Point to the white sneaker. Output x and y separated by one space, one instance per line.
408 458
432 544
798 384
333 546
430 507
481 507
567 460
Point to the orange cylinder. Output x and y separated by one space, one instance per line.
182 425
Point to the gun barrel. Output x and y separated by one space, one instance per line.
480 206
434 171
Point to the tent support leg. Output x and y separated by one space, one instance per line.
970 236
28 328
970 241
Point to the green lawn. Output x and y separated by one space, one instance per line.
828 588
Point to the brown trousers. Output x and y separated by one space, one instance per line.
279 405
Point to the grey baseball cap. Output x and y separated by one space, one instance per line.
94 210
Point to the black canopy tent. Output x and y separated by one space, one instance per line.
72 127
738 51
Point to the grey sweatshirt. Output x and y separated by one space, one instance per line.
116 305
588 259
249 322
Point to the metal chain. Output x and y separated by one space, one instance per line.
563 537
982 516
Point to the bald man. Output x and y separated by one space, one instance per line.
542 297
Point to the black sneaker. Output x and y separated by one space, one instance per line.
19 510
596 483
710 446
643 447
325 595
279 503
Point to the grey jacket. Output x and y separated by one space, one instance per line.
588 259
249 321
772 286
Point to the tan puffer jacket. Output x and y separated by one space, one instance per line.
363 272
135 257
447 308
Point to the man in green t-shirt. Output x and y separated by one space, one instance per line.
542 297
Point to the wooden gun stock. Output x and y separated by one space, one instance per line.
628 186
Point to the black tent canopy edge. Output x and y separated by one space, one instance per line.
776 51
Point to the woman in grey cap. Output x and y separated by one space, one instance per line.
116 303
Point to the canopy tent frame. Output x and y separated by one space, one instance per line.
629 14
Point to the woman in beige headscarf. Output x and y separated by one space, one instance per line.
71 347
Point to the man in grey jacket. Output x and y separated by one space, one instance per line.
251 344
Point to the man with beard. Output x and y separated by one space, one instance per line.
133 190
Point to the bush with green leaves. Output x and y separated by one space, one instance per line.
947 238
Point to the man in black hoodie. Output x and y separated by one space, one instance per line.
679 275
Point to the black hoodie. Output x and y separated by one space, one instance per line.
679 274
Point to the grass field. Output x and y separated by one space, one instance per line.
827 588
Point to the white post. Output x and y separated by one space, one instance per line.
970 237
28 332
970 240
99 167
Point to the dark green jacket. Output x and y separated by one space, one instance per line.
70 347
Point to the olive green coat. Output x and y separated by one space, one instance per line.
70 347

□ □ □ □

Make an exact copy of the material above.

Point to the white sneaker. Output x and y separated by one space, one instance per line.
408 458
432 544
798 384
333 546
430 507
481 507
567 460
Point to the orange cylinder. Output x and y separated by one space, one instance per line.
182 425
Point to the gun barrel. Output x and y separated by one space, one instance per line.
480 206
434 171
Point to the tent support leg. Output x and y separated by one space, one instance per line.
970 236
28 328
970 241
Point to the green lawn. Output x and y separated by one space, one instance per line.
828 588
Point to the brown trousers. Output x and y separated by one space, one instance per line.
279 405
Point to the grey baseball cap. Output x and y separated by one space, one instance per line.
94 210
Point to the black canopy tent. Output x and y separated by one space, one instance per line.
72 127
738 51
Point to the grey sweatshirt. Output x and y separated by one space, one instance per line.
116 305
588 259
249 322
Point to the metal chain. Output x and y separated by one space, one instance per line.
563 537
982 516
Point to the bald man. Output x and y separated by one space, one instance per line.
542 297
Point to the black sneaker. Output x and y separated by one space, one instance per line.
19 510
596 483
710 446
643 447
325 595
279 503
Point to the grey jacket. Output x and y separated by one space, one instance per line.
588 259
249 321
772 286
Point to the tan puffer jacket. Output x and y separated by one space, one instance per line.
363 272
135 257
447 308
Point to the man in green t-shirt. Output x and y separated by one space, one instance per line.
542 297
Point to the wooden gun stock. Output x and y separated by one space, one instance per line.
628 186
Point to the black tent canopy edge. Output x and y separated by one space, one instance per line.
776 51
Point to the woman in grey cap. Output x and y separated by one space, one instance per line.
116 303
Point to the canopy tent frame. Output x and y separated by one space, one instance per line.
629 14
Point to the woman in beige headscarf. Output x and y separated by one space, one instance per line.
71 347
Point to the man in grey jacket. Output x and y separated by one space, one instance per line.
251 344
Point to the man with beard. Output x and y separated by one space, one instance per line.
133 190
Point to the bush with green leaves. Output x and y separated by one space, one instance per line.
947 238
Point to the man in black hoodie. Output x and y separated by one space, one instance per line.
679 275
Point to the black hoodie. Output x and y separated by one space, one instance per line.
679 274
Point to the grass field. Output x and y separated by one space, one instance per line.
827 588
Point to the white post. Output x and y separated by one space, one instance per line.
970 237
28 332
970 240
99 167
Point to the dark green jacket. Output x and y separated by one space, one instance per line.
70 347
Point to the olive green coat. Output x and y separated by one space, one instance per line.
70 347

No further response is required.